Start RECORDS FOR PROCESSING
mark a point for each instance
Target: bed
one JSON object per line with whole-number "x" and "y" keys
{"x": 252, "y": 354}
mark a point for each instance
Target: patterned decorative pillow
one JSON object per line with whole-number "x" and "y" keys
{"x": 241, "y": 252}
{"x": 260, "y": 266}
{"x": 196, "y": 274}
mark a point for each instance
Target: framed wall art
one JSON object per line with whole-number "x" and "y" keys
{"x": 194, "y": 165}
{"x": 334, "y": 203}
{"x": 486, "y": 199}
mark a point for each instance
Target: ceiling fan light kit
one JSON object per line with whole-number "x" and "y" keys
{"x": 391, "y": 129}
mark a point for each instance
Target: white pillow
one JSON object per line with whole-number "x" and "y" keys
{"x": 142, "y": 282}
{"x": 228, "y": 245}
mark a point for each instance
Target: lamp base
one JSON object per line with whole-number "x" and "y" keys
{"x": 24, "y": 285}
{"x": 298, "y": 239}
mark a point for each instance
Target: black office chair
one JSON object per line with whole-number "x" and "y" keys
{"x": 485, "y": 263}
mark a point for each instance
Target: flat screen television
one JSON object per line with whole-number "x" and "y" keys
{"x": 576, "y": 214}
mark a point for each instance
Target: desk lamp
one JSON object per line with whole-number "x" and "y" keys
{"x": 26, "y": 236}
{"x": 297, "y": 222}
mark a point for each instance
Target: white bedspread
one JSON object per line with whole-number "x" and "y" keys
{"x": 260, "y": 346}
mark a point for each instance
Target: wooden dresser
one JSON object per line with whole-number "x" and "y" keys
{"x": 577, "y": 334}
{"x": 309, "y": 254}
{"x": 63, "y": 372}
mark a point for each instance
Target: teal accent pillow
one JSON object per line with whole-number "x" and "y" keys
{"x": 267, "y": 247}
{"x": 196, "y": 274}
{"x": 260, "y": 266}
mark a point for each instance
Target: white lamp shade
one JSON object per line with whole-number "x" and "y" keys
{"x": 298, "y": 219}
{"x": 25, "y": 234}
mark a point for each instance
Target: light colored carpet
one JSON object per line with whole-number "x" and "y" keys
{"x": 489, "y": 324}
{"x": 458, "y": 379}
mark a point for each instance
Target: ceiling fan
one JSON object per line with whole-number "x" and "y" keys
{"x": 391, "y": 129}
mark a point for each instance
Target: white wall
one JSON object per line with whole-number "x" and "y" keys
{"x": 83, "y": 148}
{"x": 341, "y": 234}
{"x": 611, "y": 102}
End RECORDS FOR PROCESSING
INSTRUCTIONS TO FOLLOW:
All entries shown above should be printed again exactly.

FINAL ANSWER:
mark a point for each instance
Target: bed
one JSON object per line with whole-number "x" and "y" keys
{"x": 252, "y": 354}
mark a point for each instance
Target: patterned decorative pillow
one JSON object per line with whole-number "x" and "y" keys
{"x": 241, "y": 252}
{"x": 260, "y": 266}
{"x": 196, "y": 274}
mark a point for each instance
Target: framed wall art
one JSON object per line with whole-number "x" and "y" keys
{"x": 194, "y": 165}
{"x": 334, "y": 203}
{"x": 486, "y": 199}
mark a point for each instance
Target: ceiling fan light kit
one JSON object per line with whole-number "x" and "y" keys
{"x": 391, "y": 129}
mark a point for each instance
Target: white pillow
one JSON object per line with whole-number "x" and "y" keys
{"x": 142, "y": 282}
{"x": 228, "y": 245}
mark a point for each instance
Target: lamp base
one JSON object per line with whole-number "x" and "y" keys
{"x": 24, "y": 285}
{"x": 298, "y": 239}
mark a point for each instance
Target: black office chair
one JSON object per line with whole-number "x" and "y" keys
{"x": 485, "y": 263}
mark a point for each instance
Target: flat screen television
one JSON object per line with whole-number "x" and "y" keys
{"x": 576, "y": 214}
mark a point for each instance
Target: desk lamp
one JSON object per line with whole-number "x" and "y" keys
{"x": 26, "y": 236}
{"x": 297, "y": 222}
mark a point for each instance
Target: white bedspread
one JSON object per line with whole-number "x" and "y" keys
{"x": 260, "y": 346}
mark a point for each instance
Target: wooden dresser
one JSON object per line with whole-number "x" and "y" keys
{"x": 577, "y": 334}
{"x": 309, "y": 254}
{"x": 63, "y": 372}
mark a point for each instance
Target: teal accent pillow
one JSON object per line with whole-number "x" and "y" keys
{"x": 267, "y": 247}
{"x": 196, "y": 274}
{"x": 260, "y": 266}
mark a point for each instance
Target: white lamp shade
one JSON object per line with whole-number "x" and "y" keys
{"x": 298, "y": 219}
{"x": 25, "y": 234}
mark a point for each instance
Target: light colored carpet
one JSON object per line with whole-number "x" and "y" keys
{"x": 489, "y": 324}
{"x": 458, "y": 379}
mark a point for each instance
Target: ceiling fan
one JSON object per line with whole-number "x" and "y" keys
{"x": 391, "y": 129}
mark a point for each instance
Target: white wall
one JSON object per line with whole-number "x" and "y" keys
{"x": 83, "y": 148}
{"x": 341, "y": 234}
{"x": 611, "y": 102}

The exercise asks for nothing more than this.